▽

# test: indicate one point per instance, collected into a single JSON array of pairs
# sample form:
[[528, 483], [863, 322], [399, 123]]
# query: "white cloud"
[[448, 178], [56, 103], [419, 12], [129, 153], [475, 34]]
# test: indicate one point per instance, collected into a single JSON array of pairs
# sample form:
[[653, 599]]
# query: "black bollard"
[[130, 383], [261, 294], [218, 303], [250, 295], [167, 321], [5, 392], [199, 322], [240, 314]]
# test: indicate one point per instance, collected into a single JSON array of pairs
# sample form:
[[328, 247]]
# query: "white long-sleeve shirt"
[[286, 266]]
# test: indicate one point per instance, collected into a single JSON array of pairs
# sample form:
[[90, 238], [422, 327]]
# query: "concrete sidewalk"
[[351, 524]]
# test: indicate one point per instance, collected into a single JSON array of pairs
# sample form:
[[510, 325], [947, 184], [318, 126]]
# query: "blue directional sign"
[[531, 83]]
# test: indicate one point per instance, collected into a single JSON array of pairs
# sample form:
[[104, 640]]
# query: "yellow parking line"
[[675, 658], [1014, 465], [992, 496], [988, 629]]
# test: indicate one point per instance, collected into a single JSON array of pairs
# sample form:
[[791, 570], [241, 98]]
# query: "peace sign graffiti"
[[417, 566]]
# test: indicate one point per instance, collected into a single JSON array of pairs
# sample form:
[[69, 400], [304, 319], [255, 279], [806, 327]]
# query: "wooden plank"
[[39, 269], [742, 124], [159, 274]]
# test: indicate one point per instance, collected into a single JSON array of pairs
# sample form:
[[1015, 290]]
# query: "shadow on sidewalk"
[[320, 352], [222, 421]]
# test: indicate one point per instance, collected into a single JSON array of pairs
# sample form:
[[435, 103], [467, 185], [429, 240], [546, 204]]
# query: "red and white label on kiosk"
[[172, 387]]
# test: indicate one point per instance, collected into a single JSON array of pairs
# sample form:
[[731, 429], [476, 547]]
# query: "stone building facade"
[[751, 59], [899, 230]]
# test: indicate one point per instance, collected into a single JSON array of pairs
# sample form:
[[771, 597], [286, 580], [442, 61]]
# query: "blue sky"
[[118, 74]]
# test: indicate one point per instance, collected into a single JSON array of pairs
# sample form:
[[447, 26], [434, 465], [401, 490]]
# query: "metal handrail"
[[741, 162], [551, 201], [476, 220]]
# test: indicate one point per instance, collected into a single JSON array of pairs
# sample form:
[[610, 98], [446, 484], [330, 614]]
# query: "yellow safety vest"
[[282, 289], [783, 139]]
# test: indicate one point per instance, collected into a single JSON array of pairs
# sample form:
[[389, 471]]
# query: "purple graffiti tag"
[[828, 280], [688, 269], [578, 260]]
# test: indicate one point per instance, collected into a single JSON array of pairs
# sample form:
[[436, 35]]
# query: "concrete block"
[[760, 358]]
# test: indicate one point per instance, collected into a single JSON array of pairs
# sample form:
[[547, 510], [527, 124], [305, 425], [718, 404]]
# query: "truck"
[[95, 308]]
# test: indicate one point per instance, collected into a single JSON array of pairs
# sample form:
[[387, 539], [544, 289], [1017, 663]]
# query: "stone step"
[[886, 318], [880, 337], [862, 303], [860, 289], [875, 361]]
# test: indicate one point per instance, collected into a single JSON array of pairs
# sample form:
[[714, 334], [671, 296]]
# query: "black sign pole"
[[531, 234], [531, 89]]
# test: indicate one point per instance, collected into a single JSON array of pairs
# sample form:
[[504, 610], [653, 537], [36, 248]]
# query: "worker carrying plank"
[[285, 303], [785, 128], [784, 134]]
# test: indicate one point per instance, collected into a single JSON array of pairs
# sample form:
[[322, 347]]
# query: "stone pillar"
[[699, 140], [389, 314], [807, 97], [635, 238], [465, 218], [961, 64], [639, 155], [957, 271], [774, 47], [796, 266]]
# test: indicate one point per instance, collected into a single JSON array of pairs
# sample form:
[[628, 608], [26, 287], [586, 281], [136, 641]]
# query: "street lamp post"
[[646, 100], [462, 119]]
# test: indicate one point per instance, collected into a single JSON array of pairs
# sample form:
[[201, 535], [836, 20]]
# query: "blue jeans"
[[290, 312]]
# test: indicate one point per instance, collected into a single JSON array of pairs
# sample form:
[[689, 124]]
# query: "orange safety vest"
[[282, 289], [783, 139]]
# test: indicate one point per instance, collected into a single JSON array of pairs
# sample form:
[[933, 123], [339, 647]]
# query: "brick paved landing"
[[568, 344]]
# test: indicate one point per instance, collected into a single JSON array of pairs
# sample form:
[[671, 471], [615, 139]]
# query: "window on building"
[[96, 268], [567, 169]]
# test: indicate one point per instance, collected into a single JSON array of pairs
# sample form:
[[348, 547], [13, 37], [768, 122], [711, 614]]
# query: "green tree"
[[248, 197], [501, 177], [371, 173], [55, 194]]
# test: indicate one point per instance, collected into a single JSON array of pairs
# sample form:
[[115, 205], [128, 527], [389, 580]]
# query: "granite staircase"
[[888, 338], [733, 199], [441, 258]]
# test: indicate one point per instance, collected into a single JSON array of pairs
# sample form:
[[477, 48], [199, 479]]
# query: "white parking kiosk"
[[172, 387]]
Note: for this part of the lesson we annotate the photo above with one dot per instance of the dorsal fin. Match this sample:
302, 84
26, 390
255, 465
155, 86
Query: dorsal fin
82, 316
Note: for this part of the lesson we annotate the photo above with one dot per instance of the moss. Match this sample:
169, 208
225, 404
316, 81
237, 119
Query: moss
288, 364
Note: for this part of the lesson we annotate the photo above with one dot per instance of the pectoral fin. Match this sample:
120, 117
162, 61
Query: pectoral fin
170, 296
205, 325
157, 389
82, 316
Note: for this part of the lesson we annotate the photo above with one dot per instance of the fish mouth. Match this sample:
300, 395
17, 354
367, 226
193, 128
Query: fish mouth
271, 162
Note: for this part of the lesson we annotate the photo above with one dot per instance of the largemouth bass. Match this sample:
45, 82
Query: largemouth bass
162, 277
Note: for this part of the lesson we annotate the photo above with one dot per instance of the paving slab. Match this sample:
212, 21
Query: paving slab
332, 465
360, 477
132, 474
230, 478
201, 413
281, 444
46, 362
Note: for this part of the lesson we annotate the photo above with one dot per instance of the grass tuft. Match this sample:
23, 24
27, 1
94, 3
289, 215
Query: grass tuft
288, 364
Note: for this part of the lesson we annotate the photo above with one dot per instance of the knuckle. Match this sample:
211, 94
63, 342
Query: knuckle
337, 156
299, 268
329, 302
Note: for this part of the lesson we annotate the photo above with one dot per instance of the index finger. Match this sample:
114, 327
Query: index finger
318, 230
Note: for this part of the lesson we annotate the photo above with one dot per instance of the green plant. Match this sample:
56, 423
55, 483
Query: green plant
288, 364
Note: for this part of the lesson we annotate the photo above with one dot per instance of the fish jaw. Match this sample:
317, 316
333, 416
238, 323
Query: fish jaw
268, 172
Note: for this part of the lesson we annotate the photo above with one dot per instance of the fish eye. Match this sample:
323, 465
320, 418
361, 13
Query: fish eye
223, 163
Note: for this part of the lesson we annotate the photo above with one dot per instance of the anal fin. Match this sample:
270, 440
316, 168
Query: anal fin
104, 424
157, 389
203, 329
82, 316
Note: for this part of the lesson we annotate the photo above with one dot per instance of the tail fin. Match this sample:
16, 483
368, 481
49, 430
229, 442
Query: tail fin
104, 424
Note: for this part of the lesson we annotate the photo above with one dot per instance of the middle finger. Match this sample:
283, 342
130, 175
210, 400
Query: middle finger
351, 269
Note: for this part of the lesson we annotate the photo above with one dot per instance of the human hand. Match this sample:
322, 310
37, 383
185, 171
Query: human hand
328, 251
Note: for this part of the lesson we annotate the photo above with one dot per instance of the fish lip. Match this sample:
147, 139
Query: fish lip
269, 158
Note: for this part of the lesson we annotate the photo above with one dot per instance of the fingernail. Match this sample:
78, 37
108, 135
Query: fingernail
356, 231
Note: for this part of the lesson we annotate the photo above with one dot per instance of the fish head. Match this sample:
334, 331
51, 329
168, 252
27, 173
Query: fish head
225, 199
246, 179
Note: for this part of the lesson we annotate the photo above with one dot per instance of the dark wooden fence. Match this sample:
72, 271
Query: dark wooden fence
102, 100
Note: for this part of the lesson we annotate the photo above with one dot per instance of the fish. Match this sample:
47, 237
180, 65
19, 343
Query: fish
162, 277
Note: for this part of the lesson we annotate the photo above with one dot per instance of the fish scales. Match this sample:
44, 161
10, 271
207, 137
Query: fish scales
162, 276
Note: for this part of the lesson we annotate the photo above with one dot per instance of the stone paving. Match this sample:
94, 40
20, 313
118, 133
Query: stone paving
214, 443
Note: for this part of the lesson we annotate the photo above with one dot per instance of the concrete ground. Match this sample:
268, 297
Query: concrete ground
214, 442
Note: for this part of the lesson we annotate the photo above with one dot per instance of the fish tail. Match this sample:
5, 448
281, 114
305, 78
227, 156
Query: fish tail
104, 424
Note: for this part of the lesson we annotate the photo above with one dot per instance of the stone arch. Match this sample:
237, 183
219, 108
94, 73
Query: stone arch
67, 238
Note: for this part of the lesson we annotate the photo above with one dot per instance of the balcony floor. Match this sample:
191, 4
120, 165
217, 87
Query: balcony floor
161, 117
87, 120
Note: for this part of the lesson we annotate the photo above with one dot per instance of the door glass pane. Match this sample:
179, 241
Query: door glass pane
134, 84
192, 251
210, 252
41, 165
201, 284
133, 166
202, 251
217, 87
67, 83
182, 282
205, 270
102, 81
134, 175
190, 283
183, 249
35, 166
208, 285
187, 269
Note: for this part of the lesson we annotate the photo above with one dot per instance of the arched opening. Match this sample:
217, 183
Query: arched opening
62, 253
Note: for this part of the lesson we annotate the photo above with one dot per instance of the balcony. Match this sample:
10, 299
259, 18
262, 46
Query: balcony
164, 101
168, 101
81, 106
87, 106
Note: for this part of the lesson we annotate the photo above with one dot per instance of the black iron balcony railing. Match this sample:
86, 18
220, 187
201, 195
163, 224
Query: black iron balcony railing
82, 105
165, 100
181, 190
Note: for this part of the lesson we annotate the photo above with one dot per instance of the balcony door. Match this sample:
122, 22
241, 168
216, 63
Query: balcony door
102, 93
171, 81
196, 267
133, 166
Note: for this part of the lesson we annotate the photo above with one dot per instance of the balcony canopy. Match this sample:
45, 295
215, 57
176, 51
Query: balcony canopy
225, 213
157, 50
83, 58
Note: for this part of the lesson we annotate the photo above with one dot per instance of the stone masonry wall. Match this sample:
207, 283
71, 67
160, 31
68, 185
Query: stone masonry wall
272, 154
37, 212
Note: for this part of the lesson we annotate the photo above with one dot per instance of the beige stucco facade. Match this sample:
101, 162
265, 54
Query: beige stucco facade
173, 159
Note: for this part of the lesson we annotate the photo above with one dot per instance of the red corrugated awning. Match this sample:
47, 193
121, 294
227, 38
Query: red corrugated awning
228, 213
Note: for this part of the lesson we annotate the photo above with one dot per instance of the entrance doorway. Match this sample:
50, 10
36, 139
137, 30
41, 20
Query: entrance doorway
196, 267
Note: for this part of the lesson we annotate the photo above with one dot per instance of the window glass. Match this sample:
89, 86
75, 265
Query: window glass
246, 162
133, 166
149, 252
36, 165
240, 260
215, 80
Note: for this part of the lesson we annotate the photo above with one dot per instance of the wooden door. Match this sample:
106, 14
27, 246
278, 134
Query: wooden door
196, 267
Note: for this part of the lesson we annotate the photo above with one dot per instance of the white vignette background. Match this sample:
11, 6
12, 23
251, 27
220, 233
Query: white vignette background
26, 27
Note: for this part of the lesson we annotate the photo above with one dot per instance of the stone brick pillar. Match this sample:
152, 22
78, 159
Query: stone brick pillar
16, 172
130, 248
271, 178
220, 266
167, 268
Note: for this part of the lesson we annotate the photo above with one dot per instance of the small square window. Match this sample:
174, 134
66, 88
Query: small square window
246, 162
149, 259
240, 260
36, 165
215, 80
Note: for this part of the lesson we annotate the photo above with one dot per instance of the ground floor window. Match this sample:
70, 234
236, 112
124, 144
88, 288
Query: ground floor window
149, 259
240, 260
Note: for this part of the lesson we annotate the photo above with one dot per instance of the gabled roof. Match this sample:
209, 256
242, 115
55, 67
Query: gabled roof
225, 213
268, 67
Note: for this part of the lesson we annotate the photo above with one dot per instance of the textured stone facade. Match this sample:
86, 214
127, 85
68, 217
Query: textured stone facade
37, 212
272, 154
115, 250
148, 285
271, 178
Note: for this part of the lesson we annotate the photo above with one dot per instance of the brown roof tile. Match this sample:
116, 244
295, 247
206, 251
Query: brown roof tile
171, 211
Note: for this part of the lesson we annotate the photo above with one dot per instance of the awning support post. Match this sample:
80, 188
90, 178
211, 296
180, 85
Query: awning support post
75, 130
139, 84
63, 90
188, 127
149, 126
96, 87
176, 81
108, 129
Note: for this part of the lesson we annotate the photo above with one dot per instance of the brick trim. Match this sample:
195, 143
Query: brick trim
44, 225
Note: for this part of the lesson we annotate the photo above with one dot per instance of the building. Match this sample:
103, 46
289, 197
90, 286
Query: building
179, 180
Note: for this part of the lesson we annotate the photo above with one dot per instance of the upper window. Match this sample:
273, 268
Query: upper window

△

Your instructions:
Among the entries above, find every line holding "upper" and copy it.

Reply to the task:
Note: for this part of the lesson we annotate the photo above with one dot per instance of the upper window. Match this sample:
Query: upper window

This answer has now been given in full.